** Begin Information provided **

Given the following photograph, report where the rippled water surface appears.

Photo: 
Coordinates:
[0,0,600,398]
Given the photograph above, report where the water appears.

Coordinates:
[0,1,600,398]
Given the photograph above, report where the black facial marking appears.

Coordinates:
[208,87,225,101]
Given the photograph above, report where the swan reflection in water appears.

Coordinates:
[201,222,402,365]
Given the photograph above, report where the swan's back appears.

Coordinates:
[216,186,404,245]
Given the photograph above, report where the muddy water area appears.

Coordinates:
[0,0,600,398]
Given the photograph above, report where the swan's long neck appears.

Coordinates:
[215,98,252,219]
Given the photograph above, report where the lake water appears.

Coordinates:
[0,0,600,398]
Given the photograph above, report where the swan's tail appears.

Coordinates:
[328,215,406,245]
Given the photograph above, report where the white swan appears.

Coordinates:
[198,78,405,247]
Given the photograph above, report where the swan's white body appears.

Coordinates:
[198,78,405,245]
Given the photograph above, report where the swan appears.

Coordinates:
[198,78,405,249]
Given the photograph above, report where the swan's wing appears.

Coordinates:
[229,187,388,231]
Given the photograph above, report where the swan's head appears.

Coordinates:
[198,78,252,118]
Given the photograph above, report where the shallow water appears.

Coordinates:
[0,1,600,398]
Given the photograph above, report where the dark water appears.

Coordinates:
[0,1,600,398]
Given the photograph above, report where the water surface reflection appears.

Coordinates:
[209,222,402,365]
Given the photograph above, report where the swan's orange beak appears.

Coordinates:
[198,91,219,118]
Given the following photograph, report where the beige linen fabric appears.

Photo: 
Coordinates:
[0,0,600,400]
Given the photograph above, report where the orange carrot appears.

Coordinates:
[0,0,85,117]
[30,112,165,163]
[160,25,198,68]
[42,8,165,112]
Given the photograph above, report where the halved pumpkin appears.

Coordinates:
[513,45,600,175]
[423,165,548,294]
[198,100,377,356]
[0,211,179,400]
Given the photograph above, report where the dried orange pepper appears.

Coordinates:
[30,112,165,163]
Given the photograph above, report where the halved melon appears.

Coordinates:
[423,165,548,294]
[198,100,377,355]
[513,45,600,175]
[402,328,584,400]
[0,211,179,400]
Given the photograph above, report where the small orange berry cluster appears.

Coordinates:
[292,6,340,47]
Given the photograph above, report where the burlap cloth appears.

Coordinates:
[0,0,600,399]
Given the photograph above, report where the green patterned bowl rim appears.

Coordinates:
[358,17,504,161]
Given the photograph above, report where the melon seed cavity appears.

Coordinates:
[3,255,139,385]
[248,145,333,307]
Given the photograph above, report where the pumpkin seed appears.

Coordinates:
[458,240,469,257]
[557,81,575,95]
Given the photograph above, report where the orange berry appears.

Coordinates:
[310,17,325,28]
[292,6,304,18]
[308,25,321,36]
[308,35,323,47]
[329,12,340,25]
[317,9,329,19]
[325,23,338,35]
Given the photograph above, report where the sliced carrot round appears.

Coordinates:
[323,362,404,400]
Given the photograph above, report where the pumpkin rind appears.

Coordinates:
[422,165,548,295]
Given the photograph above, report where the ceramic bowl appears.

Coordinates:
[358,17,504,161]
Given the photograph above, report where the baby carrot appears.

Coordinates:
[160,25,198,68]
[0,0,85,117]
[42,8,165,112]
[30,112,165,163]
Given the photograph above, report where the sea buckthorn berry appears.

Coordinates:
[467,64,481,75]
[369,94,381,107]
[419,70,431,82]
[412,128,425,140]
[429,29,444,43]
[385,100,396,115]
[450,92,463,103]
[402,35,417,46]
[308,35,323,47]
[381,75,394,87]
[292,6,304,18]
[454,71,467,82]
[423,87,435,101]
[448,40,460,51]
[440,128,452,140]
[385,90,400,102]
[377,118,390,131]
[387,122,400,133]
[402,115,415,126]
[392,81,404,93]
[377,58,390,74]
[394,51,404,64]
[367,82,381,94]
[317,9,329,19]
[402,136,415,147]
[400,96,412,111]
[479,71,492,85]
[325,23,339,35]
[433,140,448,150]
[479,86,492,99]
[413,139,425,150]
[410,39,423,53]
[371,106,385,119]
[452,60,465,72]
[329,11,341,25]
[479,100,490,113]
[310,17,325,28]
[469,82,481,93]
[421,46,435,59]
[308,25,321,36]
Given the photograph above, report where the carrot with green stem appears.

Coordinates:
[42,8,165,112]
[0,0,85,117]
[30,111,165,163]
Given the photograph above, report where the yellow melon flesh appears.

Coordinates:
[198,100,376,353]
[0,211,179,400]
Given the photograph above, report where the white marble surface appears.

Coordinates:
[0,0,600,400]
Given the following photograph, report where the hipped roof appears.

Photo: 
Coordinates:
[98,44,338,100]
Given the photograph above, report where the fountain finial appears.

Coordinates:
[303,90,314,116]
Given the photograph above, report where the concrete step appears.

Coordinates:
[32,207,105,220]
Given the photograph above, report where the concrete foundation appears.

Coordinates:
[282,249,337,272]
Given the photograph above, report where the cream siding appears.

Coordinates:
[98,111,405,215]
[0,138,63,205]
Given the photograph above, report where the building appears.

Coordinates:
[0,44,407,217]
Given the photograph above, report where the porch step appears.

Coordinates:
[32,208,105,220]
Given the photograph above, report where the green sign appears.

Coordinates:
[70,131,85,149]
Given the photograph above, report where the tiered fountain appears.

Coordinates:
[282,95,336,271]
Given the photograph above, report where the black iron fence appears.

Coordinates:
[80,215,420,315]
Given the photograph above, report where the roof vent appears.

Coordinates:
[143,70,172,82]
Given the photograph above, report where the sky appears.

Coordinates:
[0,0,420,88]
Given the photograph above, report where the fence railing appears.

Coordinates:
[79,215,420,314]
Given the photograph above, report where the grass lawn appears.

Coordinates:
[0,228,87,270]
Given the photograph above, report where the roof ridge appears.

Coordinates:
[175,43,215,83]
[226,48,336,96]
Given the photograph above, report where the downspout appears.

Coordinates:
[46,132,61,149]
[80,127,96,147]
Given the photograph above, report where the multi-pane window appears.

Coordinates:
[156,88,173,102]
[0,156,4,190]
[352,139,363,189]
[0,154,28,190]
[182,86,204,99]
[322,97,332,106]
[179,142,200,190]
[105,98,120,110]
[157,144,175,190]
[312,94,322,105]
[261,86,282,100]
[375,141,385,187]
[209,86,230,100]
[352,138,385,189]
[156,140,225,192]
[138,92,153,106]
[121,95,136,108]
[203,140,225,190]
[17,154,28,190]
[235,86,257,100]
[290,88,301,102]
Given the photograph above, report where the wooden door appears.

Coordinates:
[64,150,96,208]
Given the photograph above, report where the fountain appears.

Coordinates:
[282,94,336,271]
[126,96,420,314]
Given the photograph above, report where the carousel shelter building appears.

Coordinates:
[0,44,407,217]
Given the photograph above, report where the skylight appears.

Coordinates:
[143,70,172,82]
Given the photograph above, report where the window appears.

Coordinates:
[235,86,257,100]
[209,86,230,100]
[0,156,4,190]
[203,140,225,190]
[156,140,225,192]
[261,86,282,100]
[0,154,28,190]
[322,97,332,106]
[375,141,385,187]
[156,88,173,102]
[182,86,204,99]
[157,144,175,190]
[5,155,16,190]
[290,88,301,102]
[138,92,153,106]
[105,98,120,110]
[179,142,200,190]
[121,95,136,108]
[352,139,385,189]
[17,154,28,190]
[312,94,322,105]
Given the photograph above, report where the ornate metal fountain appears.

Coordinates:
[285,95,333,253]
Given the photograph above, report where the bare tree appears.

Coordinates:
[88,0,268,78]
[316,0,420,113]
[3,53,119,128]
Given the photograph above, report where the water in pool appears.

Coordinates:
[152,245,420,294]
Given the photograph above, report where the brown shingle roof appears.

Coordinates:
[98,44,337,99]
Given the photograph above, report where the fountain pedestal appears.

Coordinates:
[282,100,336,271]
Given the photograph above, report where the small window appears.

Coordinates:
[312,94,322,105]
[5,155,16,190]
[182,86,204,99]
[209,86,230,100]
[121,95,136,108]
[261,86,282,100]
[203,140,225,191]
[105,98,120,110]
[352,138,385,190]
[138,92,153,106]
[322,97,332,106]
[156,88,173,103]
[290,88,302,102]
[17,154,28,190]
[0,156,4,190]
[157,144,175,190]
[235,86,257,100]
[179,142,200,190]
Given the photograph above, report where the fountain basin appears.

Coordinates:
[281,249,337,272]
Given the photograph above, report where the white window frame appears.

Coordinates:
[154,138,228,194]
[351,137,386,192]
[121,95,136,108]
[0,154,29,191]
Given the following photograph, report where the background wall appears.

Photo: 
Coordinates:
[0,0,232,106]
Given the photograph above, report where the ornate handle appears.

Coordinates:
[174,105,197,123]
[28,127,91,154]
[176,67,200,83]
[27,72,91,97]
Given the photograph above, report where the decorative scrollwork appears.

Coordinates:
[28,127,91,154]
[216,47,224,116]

** End Information provided **

▸ **Goal of the exercise**
Return every line from the listing above that contains the word "small".

▸ **Solution below**
Given the photograph above, report where the small orange berry cluster appears.
Given the photograph above, report where the small window appears.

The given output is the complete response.